What is “Angel Tax” ?
The word Angel Tax got attention as the Tax Authorities in India (in this instance the “Income Tax Department”) began issuing notices to startups demanding tax on the amount of share premium (sharing more below on what this means) appearing in financial statements of startups pursuant to a fund raise. This happened more so where angel investors were investing early in the company’s journey and hence called “Angel Tax”.

What is “Share Premium”
Let’s take the following illustration
1. Startup is raising capital of INR 1,00,00,000 from Investors
2. Investors desire 16.67% equity in the company post their investment
3. Therefore the company issues 2,000 shares to the Investor in exchange for INR 1,00,00,000 to achieve the 16.67% investor equity holding
4. Hence Per Share price is INR 5,000 [i.e. INR 1,00,00,000/2,000]

Capital Structure Pre and Post Investment of the Startup

5. Now, Company’s shares usually carry a certain face value (let’s say that’s INR 10 per share in our case)

....................

> _Challenge 1_
List every line in the rows below that contains the string "fence", and treat uppercase and lowercase letters as different.

....................

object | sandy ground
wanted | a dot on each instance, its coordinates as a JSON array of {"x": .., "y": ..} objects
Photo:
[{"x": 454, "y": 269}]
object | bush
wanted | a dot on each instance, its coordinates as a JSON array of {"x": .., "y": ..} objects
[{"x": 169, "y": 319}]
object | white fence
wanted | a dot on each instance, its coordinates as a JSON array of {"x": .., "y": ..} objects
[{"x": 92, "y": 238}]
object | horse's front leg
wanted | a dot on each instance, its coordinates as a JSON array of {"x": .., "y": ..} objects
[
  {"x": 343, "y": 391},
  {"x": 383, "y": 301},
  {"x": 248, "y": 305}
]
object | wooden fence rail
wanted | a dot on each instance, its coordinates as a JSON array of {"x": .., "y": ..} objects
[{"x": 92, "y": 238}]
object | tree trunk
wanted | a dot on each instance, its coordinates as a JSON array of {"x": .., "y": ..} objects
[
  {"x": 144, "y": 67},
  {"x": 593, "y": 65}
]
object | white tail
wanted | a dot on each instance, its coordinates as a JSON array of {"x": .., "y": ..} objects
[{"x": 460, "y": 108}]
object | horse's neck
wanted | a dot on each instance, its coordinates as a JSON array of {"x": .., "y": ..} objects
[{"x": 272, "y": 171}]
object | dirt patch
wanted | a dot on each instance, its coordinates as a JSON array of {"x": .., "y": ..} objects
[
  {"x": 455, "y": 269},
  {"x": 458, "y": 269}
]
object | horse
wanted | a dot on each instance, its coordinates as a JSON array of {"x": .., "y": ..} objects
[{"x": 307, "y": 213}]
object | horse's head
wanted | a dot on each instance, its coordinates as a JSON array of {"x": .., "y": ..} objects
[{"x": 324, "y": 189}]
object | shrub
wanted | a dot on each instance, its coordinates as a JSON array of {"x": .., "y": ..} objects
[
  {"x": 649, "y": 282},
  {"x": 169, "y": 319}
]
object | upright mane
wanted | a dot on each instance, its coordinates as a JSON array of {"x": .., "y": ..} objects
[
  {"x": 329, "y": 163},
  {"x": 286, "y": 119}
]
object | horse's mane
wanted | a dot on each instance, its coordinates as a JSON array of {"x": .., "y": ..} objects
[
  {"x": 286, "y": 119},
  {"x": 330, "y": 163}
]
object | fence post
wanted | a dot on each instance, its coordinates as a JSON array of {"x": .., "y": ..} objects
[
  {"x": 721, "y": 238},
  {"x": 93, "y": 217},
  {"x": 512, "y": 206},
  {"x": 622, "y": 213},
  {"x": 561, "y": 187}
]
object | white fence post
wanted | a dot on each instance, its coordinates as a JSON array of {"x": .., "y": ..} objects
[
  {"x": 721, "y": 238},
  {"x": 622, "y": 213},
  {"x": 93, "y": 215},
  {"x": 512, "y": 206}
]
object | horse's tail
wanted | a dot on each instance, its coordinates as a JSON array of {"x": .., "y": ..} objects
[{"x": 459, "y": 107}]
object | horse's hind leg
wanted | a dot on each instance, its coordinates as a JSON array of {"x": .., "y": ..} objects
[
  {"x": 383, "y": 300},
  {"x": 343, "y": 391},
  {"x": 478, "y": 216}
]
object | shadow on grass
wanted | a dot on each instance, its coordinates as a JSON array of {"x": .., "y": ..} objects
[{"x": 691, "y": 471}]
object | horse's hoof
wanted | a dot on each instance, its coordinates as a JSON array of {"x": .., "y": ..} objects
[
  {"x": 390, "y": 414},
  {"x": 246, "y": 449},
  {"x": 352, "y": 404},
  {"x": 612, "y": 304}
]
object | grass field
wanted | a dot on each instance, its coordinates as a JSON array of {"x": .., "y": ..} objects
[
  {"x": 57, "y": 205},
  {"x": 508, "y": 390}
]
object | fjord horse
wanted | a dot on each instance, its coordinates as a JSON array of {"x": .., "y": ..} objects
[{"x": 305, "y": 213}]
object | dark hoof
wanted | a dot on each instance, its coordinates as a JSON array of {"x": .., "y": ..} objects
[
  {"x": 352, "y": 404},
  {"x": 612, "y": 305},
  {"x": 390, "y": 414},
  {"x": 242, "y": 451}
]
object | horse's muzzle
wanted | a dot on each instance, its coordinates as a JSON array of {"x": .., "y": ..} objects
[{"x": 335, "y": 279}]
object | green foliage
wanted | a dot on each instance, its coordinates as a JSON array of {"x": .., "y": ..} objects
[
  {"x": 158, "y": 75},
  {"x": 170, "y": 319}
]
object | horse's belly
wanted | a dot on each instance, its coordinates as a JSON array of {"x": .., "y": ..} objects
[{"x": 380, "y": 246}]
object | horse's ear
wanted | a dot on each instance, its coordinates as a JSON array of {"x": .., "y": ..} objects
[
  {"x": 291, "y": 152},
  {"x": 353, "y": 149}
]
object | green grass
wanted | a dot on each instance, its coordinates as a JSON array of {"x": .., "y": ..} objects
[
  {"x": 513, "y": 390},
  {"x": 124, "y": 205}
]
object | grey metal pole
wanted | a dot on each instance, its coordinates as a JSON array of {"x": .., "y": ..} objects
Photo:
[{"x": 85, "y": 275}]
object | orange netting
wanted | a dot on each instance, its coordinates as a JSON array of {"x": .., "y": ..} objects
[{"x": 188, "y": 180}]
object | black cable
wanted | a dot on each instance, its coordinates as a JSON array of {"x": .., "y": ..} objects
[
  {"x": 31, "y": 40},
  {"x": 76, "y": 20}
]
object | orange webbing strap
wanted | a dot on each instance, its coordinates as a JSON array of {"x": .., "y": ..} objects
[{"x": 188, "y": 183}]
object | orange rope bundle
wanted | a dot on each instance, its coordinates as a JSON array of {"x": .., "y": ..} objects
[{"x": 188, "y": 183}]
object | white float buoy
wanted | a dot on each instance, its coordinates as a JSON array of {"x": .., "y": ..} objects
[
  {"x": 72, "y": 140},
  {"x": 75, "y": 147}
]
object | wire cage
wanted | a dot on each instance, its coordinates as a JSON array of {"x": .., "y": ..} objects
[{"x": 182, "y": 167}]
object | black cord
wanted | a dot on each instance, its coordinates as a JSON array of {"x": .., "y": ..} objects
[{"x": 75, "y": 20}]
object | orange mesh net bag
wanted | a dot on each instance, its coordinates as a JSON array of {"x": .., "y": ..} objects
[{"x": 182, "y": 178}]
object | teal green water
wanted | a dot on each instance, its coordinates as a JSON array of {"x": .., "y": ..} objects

....................

> _Challenge 2_
Return the portion of the passage on Angel Tax that runs from "Capital Structure Pre" up to and including "in our case)", copied word for word.

> _Result 1_
object | white fence
object | wooden fence rail
object | fence post
object | white fence post

> _Result 2_
Capital Structure Pre and Post Investment of the Startup

5. Now, Company’s shares usually carry a certain face value (let’s say that’s INR 10 per share in our case)